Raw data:

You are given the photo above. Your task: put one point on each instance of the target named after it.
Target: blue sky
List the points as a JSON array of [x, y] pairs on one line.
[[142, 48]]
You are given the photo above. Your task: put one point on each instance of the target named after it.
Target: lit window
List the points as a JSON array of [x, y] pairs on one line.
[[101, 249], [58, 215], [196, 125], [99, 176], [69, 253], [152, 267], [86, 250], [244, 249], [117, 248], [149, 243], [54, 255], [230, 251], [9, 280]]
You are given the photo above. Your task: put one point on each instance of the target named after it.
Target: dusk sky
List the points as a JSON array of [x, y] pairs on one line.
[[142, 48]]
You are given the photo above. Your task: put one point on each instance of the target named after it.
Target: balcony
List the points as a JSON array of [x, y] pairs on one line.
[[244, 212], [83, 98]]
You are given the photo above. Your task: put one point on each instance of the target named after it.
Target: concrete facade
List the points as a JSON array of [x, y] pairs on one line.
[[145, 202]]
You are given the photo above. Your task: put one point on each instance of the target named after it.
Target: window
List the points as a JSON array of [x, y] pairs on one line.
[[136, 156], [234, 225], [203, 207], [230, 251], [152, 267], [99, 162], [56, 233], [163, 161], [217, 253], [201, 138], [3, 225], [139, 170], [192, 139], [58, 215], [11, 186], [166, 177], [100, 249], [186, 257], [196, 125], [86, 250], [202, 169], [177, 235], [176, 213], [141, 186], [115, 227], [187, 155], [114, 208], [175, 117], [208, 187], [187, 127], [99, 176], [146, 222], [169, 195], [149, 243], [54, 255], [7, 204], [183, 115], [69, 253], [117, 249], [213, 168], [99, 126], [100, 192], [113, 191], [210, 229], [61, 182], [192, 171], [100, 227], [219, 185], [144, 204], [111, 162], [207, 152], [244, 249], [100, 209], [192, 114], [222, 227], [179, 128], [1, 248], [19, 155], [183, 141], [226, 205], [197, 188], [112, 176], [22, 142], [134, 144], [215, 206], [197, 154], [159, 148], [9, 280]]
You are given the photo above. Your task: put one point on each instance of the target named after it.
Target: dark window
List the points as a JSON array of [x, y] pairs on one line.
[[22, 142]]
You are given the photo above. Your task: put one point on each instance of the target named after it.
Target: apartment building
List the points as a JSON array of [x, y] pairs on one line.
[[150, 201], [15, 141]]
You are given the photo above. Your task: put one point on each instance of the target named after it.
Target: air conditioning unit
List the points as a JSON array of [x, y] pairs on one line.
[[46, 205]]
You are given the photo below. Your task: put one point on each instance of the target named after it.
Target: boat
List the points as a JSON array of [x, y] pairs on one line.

• Exercise objective:
Please arrange every line of the data above as a Markdown table with the columns Row and Line, numbering the rows and leaving out blank lines.

• The completed task:
| Row | Line |
|---|---|
| 1 | You are given the photo above. Your task: put one point on each instance of the target named after it. |
| 2 | Target: blue sky |
| 3 | List the points as a JSON array of [x, y] pairs on one line. |
| 4 | [[142, 48]] |
| 5 | You are given the photo above. Your task: put one point on each instance of the target named after it. |
| 6 | Target: lit window |
| 7 | List the points as a JSON array of [x, y] pairs on one line. |
| 8 | [[101, 249], [58, 215], [196, 125], [99, 176], [69, 253], [152, 267], [86, 250], [244, 249], [117, 248], [149, 243], [54, 255], [230, 251], [9, 280]] |
| 9 | You are given the photo above. Your task: put one point on each instance of the target named after it. |
| 10 | Target: dusk sky |
| 11 | List the points as a JSON array of [x, y] pairs on one line. |
| 12 | [[142, 48]] |
| 13 | You are given the photo above. Your task: put one point on each instance of the target named after it. |
| 14 | Target: balcony |
| 15 | List the points as a JSON array of [x, y] pairs on one line. |
| 16 | [[244, 212], [83, 98]] |
| 17 | You are given the photo above. Your task: put one point on each instance of the target named after it. |
| 18 | Target: concrete facade |
| 19 | List the points as a JSON array of [x, y] pairs on one line. |
| 20 | [[145, 202]] |
| 21 | You are given the photo above. Your task: put one point on each instance of the target named after it. |
| 22 | Target: window |
| 23 | List the points as a JSON array of [x, y] pairs on one line. |
| 24 | [[136, 156], [234, 225], [203, 207], [230, 251], [152, 267], [99, 162], [56, 233], [163, 161], [217, 253], [201, 138], [3, 225], [139, 170], [192, 139], [58, 215], [11, 186], [166, 177], [100, 249], [186, 257], [196, 125], [86, 250], [202, 169], [177, 235], [176, 213], [141, 186], [115, 227], [187, 155], [114, 208], [175, 117], [208, 187], [187, 127], [99, 176], [146, 222], [169, 195], [149, 243], [54, 255], [7, 204], [183, 115], [69, 253], [117, 249], [213, 168], [99, 126], [100, 192], [113, 191], [210, 229], [61, 182], [192, 171], [100, 227], [219, 185], [144, 204], [111, 162], [207, 152], [244, 249], [100, 209], [192, 114], [222, 227], [179, 128], [1, 248], [19, 155], [183, 141], [226, 205], [197, 188], [112, 176], [22, 142], [134, 144], [215, 206], [197, 154], [159, 148], [9, 280]] |
| 25 | You are given the photo above. Your task: put one point on each instance of the target named after it. |
| 26 | Target: dark window |
| 27 | List the points as a JSON array of [x, y] pairs on one line. |
| 28 | [[22, 142]] |
| 29 | You are given the photo above. Your task: put one point on each instance of the target named after it. |
| 30 | Target: apartment building |
| 31 | List the points as a JSON array of [x, y] pairs on one line. |
| 32 | [[150, 201], [15, 141]] |
| 33 | You are given the photo above. Your task: put one point on each instance of the target named after it. |
| 34 | Target: air conditioning unit |
| 35 | List the points as a JSON array of [x, y] pairs on one line. |
| 36 | [[46, 205]] |
| 37 | You are given the photo below. Your task: put one point on each instance of the target named after it. |
| 38 | Target: boat |
| 39 | List the points as a JSON array of [x, y] pairs on one line. |